Current Landscape and Challenges:
Genomics is rapidly transitioning from specialist research environments into routine NHS clinical care. Through the NHS Genomic Medicine Service, genomic testing is increasingly embedded across cancer pathways, rare disease diagnostics, pharmacogenomics and personalised treatment decision-making.
From April, the NHS moves into a new phase of delivery where genomic laboratories and the wider Genomic Medicine Service operate as a single integrated national model, designed to support genomic testing at scale across the health system.
However, while national infrastructure and testing capability have advanced significantly, many NHS organisations are now facing the practical challenge of integrating genomic medicine into everyday clinical workflows.
Key challenges include:
- Embedding genomic test ordering into existing EPR and clinical requesting systems.
- Ensuring genomic results are delivered into local systems in structured, clinically usable formats.
- Connecting genomic informatics platforms with hospital digital infrastructure.
- Supporting clinicians across specialties to confidently interpret genomic results.
- Establishing governance frameworks for genomic data sharing and decision support.
- Scaling genomic services without adding complexity to already stretched clinical teams.
As genomic testing becomes part of routine care pathways, success will depend not only on national infrastructure, but on how effectively genomic services integrate into frontline clinical delivery across the NHS.
Importance and Timeliness of the Event:
The NHS is entering a critical implementation phase for genomic medicine.
Over the next three years, the focus will shift from building genomic infrastructure toward making the unified Genomic Medicine Service fully operational across clinical pathways.
This means solving practical challenges around digital connectivity, test ordering, reporting, interpretation and workforce capability. Interoperability between genomic systems, laboratories and clinical environments will be essential to ensure genomic insights can be used safely and effectively in patient care.
At the same time, clinicians across specialties are increasingly expected to incorporate genomic insights into diagnosis, treatment selection and personalised care planning.

◆ Data supplied:
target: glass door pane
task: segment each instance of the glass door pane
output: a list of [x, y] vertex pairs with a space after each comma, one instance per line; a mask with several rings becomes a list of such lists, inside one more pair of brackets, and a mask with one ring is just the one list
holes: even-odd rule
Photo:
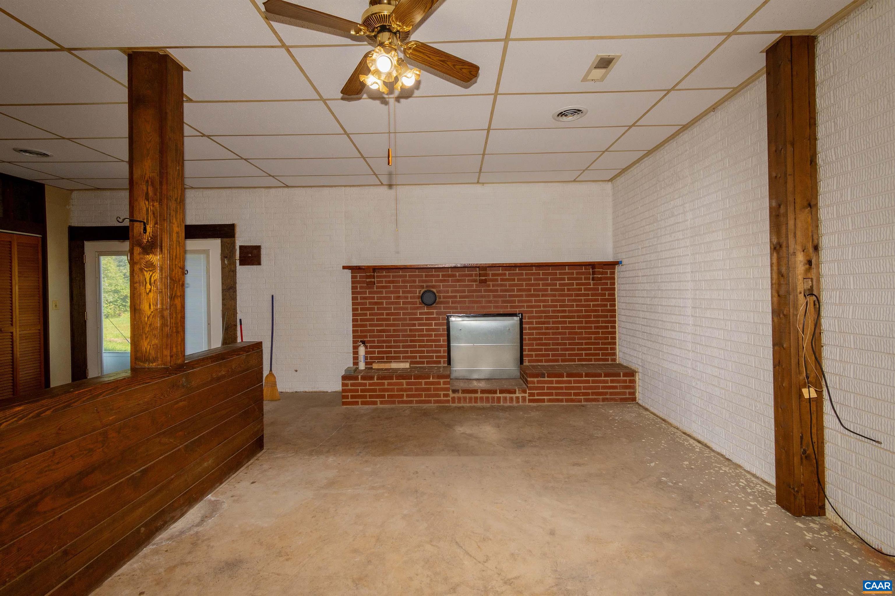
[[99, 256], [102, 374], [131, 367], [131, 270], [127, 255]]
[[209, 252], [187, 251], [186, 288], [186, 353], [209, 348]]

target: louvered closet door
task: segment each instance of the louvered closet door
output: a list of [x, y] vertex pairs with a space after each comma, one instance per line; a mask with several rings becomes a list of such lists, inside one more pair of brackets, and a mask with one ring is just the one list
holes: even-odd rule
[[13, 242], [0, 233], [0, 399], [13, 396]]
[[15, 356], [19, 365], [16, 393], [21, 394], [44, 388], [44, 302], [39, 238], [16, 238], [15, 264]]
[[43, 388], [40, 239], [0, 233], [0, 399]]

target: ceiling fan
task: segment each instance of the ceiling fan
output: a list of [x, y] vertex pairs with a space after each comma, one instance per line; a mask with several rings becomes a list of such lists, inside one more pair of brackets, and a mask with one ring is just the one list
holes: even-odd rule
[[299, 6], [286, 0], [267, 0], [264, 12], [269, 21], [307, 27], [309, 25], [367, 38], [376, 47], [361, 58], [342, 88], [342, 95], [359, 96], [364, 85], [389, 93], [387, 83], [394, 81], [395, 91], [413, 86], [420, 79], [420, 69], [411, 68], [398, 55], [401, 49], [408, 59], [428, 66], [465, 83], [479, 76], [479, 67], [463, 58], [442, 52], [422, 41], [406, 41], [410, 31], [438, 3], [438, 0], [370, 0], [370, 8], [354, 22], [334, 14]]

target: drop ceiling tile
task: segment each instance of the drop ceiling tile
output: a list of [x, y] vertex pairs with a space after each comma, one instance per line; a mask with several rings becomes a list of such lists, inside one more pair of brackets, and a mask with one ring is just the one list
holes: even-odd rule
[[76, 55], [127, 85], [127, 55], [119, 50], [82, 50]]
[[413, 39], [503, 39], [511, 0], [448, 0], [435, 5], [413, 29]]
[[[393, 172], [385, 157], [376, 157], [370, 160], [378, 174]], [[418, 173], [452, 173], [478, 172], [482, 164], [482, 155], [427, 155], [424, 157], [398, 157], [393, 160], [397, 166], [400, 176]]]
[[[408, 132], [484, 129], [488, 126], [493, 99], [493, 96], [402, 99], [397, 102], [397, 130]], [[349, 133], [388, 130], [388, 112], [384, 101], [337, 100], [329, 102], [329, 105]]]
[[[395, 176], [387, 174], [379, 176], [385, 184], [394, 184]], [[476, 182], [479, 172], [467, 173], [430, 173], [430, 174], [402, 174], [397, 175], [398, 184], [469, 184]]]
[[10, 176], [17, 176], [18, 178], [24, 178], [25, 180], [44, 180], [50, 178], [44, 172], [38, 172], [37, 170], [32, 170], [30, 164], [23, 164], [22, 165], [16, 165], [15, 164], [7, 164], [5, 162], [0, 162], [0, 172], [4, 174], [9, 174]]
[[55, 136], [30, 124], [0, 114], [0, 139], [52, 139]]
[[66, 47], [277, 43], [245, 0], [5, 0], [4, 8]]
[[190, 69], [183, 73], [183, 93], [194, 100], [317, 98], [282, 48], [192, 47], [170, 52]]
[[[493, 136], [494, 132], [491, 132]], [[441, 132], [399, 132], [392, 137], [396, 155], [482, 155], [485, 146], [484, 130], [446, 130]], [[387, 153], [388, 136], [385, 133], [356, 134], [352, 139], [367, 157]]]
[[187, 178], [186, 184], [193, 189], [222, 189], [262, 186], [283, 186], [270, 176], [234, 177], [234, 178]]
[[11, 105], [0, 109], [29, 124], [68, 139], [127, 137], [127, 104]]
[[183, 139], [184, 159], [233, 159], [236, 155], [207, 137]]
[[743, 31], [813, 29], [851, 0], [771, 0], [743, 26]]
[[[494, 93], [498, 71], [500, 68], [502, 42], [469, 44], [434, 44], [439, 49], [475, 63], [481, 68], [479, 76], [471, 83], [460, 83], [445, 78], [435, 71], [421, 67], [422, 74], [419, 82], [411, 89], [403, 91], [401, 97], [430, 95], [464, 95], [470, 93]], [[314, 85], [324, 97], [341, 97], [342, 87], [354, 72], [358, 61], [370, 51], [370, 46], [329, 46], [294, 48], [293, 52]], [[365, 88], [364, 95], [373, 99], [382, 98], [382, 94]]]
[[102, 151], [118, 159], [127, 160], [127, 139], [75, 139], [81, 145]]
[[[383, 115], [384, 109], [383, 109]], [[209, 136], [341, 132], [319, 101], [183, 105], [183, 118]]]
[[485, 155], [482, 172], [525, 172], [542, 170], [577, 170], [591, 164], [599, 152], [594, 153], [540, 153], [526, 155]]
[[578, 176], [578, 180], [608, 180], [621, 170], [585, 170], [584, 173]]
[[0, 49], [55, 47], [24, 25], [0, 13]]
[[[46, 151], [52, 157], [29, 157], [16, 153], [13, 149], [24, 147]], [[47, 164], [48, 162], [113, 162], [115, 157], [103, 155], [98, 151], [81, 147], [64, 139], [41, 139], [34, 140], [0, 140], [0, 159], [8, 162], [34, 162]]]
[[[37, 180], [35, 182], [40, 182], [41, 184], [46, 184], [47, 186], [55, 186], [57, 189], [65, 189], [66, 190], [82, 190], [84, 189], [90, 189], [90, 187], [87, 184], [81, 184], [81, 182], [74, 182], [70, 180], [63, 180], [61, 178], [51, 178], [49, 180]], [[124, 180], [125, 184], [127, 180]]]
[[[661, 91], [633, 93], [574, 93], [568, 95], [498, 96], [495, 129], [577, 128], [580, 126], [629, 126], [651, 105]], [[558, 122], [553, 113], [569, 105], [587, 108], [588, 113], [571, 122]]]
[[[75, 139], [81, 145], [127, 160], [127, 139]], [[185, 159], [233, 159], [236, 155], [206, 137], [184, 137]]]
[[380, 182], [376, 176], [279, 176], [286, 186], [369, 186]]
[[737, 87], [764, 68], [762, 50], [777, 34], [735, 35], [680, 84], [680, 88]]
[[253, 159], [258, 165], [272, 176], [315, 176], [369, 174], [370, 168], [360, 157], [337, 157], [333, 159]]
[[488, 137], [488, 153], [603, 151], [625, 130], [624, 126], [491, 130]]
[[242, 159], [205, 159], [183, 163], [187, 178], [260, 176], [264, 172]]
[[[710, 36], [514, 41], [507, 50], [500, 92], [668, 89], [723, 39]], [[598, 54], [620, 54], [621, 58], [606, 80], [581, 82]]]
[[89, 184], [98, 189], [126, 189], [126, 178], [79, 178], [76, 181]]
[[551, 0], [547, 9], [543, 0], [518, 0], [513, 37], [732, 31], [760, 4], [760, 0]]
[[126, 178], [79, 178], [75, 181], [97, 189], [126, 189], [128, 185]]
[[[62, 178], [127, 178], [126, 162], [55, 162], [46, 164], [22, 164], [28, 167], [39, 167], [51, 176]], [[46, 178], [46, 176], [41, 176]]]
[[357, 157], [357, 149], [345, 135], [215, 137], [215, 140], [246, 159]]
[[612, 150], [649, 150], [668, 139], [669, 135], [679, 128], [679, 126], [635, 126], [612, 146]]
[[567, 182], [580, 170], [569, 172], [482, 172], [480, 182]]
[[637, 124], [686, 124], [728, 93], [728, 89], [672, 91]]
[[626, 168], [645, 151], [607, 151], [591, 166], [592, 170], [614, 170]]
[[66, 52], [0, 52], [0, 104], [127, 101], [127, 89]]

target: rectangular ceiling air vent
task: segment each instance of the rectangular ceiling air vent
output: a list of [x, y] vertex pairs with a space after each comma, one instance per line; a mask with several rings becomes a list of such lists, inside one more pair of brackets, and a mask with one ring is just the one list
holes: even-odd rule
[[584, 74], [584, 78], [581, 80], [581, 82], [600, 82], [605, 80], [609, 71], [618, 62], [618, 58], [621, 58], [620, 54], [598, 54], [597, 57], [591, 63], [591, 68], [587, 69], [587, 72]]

◆ Exercise instructions: Quote the NHS genomic medicine text word for word from "- Ensuring genomic" to "for genomic medicine.".

◆ Exercise answer:
- Ensuring genomic results are delivered into local systems in structured, clinically usable formats.
- Connecting genomic informatics platforms with hospital digital infrastructure.
- Supporting clinicians across specialties to confidently interpret genomic results.
- Establishing governance frameworks for genomic data sharing and decision support.
- Scaling genomic services without adding complexity to already stretched clinical teams.
As genomic testing becomes part of routine care pathways, success will depend not only on national infrastructure, but on how effectively genomic services integrate into frontline clinical delivery across the NHS.
Importance and Timeliness of the Event:
The NHS is entering a critical implementation phase for genomic medicine.